| The task |
Copy every one of the following lines verbatim, altering nothing.

| Data records |
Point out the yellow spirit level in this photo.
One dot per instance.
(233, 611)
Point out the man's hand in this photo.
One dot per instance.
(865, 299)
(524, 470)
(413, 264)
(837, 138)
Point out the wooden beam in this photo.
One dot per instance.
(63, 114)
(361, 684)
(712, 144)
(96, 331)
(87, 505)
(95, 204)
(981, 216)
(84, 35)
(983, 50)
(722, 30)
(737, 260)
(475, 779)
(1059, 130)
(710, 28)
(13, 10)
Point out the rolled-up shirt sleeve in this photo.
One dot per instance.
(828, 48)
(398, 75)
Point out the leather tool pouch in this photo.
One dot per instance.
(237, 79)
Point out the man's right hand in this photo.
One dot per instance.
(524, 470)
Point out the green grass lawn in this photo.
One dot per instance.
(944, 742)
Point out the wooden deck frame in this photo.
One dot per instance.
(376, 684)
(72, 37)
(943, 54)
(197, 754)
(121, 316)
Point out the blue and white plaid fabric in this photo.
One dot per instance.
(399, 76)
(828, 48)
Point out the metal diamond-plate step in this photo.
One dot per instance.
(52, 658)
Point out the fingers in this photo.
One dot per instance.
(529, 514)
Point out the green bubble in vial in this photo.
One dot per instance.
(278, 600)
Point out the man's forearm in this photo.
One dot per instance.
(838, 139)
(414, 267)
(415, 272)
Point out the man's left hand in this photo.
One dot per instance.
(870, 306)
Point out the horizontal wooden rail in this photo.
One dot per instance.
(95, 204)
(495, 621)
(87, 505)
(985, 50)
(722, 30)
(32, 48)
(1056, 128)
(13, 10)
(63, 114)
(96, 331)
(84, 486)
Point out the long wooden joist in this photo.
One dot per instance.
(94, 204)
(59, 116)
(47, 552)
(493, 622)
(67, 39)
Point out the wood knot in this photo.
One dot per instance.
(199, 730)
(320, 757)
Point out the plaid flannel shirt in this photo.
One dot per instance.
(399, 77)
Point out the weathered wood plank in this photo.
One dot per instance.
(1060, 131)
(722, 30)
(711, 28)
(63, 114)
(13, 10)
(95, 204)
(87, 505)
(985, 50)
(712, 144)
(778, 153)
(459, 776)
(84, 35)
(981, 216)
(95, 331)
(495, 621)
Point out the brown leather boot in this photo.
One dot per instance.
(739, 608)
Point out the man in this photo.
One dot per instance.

| Completed exercise |
Point out the yellow spirit level in this photo.
One dot per instance.
(233, 611)
Point out the man's hand in this photo.
One dot per instance.
(865, 299)
(524, 470)
(413, 264)
(837, 138)
Point out the wooden beam in this photo.
One dot per instance.
(63, 114)
(361, 684)
(712, 144)
(96, 331)
(87, 505)
(95, 204)
(981, 216)
(84, 35)
(983, 50)
(722, 30)
(737, 260)
(475, 779)
(1059, 130)
(710, 28)
(13, 10)
Point out the rolled-up shirt sleeve in this photo.
One dot per instance.
(828, 48)
(398, 75)
Point out the leather tool pouch in this photo.
One dot per instance.
(237, 79)
Point out the man's right hand in this photo.
One dot per instance.
(524, 470)
Point out the green grass lawn in this photo.
One dot per instance.
(944, 742)
Point out the wooden deck frame in this photo.
One dot per instance.
(376, 684)
(72, 37)
(943, 54)
(197, 754)
(121, 316)
Point out the blue and white plaid fabric in this photo.
One dot per instance.
(399, 76)
(828, 48)
Point out the metal diamond-plate step in this photo.
One dot per instance.
(52, 658)
Point out the fingers in this photo.
One dot per instance.
(529, 514)
Point out the green bubble in vial in this photo.
One dot per instance.
(278, 600)
Point out the man's forearm in this photo.
One dot per instance.
(838, 139)
(414, 267)
(415, 272)
Point out the man's left hand in this photo.
One dot per instance.
(870, 306)
Point out the horizontal wooden rail in this photo.
One dot per instance.
(95, 204)
(495, 621)
(87, 505)
(985, 50)
(722, 30)
(32, 48)
(1056, 128)
(13, 10)
(63, 114)
(96, 331)
(84, 486)
Point out the long wooden joist in this photo.
One dot per instance.
(94, 204)
(59, 116)
(47, 552)
(493, 622)
(67, 39)
Point out the wood knot in this photo.
One dot per instance.
(199, 730)
(320, 757)
Point out the plaid flannel shirt in this photo.
One dot per instance.
(399, 77)
Point out the weathered wood plank in this photo.
One dot per instance.
(1060, 131)
(722, 30)
(711, 28)
(63, 114)
(13, 10)
(95, 204)
(87, 505)
(985, 50)
(712, 144)
(778, 153)
(459, 776)
(84, 35)
(981, 216)
(95, 331)
(495, 621)
Point out the brown leather boot in this photo.
One dot per instance.
(739, 608)
Point out the man in this photo.
One dot per instance.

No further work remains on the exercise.